Write out each line of the material again, word for word.

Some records
◆ ◆ ◆

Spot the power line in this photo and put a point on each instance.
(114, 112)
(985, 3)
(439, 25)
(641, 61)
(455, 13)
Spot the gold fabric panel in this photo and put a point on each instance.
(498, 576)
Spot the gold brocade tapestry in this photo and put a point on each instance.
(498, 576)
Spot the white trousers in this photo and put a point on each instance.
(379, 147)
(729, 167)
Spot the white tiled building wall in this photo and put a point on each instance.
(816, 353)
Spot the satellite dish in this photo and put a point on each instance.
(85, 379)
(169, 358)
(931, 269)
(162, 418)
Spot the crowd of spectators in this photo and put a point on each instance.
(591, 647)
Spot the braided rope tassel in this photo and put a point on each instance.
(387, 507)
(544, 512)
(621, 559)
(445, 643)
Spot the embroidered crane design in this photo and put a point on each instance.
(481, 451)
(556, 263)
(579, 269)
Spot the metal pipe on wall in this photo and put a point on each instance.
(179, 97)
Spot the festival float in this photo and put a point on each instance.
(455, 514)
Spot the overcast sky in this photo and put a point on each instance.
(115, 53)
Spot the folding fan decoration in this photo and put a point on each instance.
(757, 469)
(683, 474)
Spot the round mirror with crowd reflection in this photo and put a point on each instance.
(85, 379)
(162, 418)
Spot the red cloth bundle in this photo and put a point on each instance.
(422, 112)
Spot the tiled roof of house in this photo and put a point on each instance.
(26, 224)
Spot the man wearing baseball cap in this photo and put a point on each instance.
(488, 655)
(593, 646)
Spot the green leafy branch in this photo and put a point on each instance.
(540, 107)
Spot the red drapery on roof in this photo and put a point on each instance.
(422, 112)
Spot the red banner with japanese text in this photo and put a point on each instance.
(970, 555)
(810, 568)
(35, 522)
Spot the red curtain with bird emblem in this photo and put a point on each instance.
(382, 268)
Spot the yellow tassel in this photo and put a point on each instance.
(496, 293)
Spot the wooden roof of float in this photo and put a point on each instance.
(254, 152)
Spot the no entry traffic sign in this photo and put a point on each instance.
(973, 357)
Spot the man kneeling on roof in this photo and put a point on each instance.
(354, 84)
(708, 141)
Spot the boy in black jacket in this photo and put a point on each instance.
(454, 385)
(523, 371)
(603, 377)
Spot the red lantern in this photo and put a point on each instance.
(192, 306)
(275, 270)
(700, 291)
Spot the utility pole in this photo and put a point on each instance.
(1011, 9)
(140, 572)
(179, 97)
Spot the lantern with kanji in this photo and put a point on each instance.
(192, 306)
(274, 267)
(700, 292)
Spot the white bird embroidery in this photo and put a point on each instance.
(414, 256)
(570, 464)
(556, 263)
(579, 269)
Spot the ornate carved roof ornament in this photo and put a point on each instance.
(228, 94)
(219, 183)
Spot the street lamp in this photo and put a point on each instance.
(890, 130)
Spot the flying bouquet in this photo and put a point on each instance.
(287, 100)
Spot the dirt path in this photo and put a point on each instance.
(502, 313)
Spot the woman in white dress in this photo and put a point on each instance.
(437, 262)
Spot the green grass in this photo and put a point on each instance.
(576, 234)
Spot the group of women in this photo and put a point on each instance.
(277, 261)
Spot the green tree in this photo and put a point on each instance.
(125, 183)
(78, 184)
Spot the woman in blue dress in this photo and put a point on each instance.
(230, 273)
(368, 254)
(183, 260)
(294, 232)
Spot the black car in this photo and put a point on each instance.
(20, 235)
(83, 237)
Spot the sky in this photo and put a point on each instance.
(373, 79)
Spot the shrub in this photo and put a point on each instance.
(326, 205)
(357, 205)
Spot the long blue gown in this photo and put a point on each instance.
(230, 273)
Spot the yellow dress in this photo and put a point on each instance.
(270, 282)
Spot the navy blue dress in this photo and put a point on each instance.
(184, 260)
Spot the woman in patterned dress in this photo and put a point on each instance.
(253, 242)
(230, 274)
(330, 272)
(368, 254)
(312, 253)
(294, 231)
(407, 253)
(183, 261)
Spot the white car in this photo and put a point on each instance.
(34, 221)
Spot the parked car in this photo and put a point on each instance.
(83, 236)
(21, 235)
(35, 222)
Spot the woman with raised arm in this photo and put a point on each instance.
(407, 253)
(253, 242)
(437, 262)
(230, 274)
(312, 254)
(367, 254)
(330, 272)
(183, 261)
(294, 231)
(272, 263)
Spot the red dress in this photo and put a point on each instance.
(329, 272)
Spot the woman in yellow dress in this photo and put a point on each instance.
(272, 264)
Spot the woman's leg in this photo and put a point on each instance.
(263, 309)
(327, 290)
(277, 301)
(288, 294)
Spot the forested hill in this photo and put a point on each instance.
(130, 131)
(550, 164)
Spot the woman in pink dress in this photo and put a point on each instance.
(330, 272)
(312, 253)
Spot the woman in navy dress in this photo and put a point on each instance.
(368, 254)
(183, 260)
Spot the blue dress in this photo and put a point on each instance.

◆ ◆ ◆

Answer:
Spot the power line in this photo and put a point on each instance.
(114, 112)
(985, 3)
(439, 25)
(641, 61)
(455, 13)
Spot the gold fabric panel in this photo and put a point on each instance.
(498, 576)
Spot the gold brocade tapestry in this photo and put a point on each instance.
(498, 576)
Spot the white trousers in this photo and put a point on each instance.
(379, 147)
(729, 167)
Spot the white tiled building wall in this photo and put a point on each instance.
(816, 353)
Spot the satellite dish in this photo and put a point on each instance.
(85, 379)
(169, 358)
(931, 269)
(162, 418)
Spot the crowd of spectators in this photo and put a point on each instance.
(591, 647)
Spot the braided rope tassel in this photo and put a point on each instance.
(387, 507)
(544, 512)
(621, 559)
(445, 643)
Spot the embroidered crane design in this photo and put a point on each instance.
(481, 451)
(556, 263)
(579, 269)
Spot the metal pipe on wall in this photo and put a point on each instance.
(179, 97)
Spot the festival float in this photo and put a point on each instance.
(455, 514)
Spot the overcast sky in this photo and put a point on each instance.
(115, 53)
Spot the folding fan decoration in this photo and put a point on each instance.
(757, 469)
(683, 474)
Spot the round mirror with crowd reflection in this photo and put a point on each instance.
(85, 379)
(162, 418)
Spot the red cloth bundle in this photo and put a point on each instance.
(422, 112)
Spot the tiled roof of house in this photo and put a point on each instance.
(26, 224)
Spot the man wearing baseball cap in this photo and put a point on each instance.
(488, 655)
(593, 646)
Spot the green leafy branch in this photo and put a point on each instance.
(540, 107)
Spot the red drapery on roof in this photo and put a point on each instance.
(422, 112)
Spot the red banner with japanese text in this photo and put a point on each instance.
(970, 555)
(810, 568)
(35, 522)
Spot the red curtain with bird emblem in this photo and put a point on each instance.
(382, 268)
Spot the yellow tassel in this photo and put a point on each instance.
(496, 293)
Spot the wooden roof of float in this photo and put a point on each instance.
(254, 152)
Spot the no entry traffic sign in this photo and put a point on each instance.
(973, 357)
Spot the man kneeling on roof in this photo and put a point on each instance.
(354, 84)
(708, 141)
Spot the boy in black jacket in this photo and put a point on each instance.
(454, 385)
(523, 371)
(603, 377)
Spot the red lantern in this photo and put a point on each instance.
(192, 306)
(275, 270)
(700, 291)
Spot the utility pole in this photo and put a point on each instance.
(1011, 9)
(140, 572)
(179, 97)
Spot the lantern with kanji in this photo and put a point on each instance.
(192, 306)
(274, 267)
(700, 292)
Spot the white bird embroidery in this photo and put a point on each instance.
(414, 256)
(570, 464)
(556, 263)
(579, 269)
Spot the ornate carved roof ornament in this photo and put a point on each instance.
(228, 94)
(219, 183)
Spot the street lamp in this photo and put a point on each instance.
(890, 130)
Spot the flying bouquet in this photo and put a point on each instance.
(287, 100)
Spot the dirt path in this photo and put a point on each instance.
(502, 313)
Spot the woman in white dress in this photo and put a point on each instance.
(437, 262)
Spot the green grass in this photo and put a point on each instance.
(576, 234)
Spot the group of women in this photo and put a point on each instance.
(277, 261)
Spot the green tree in this photo and put a point on each instance.
(125, 183)
(78, 184)
Spot the woman in blue dress in this photo and put a point on each instance.
(230, 273)
(368, 254)
(183, 260)
(294, 232)
Spot the black car in this photo and put a point on each instance.
(20, 235)
(83, 237)
Spot the sky in this photo and put a point on each instance.
(373, 79)
Spot the shrub in this photo and put a point on each instance.
(326, 205)
(357, 205)
Spot the long blue gown in this photo and put a point on each instance.
(230, 273)
Spot the yellow dress in this photo and put a point on each instance.
(270, 282)
Spot the navy blue dress in this photo and put a point on each instance.
(184, 260)
Spot the woman in patterned dress in this photo and put a point on each instance.
(253, 242)
(230, 274)
(330, 272)
(368, 254)
(312, 253)
(294, 231)
(407, 253)
(183, 261)
Spot the white car in this photo and put a point on each instance.
(34, 221)
Spot the parked car in this photo and put a point on each instance.
(83, 236)
(21, 235)
(35, 222)
Spot the woman with raised arm in this photo and put a point on each instance.
(407, 253)
(253, 242)
(437, 262)
(230, 274)
(312, 254)
(367, 254)
(330, 272)
(183, 261)
(294, 231)
(272, 263)
Spot the red dress in this photo and put a point on each instance.
(329, 272)
Spot the woman in yellow dress in this photo and put a point on each instance.
(272, 264)
Spot the woman's leg in this photo and put a point on each instance.
(263, 309)
(327, 290)
(277, 301)
(288, 294)
Spot the forested hill in this photo and put a point on each instance.
(130, 131)
(550, 164)
Spot the woman in pink dress in this photo and put a point on each instance.
(330, 272)
(312, 253)
Spot the woman in navy dress in this photo and put a point on each instance.
(368, 254)
(183, 260)
Spot the blue dress in this photo and put a point on each instance.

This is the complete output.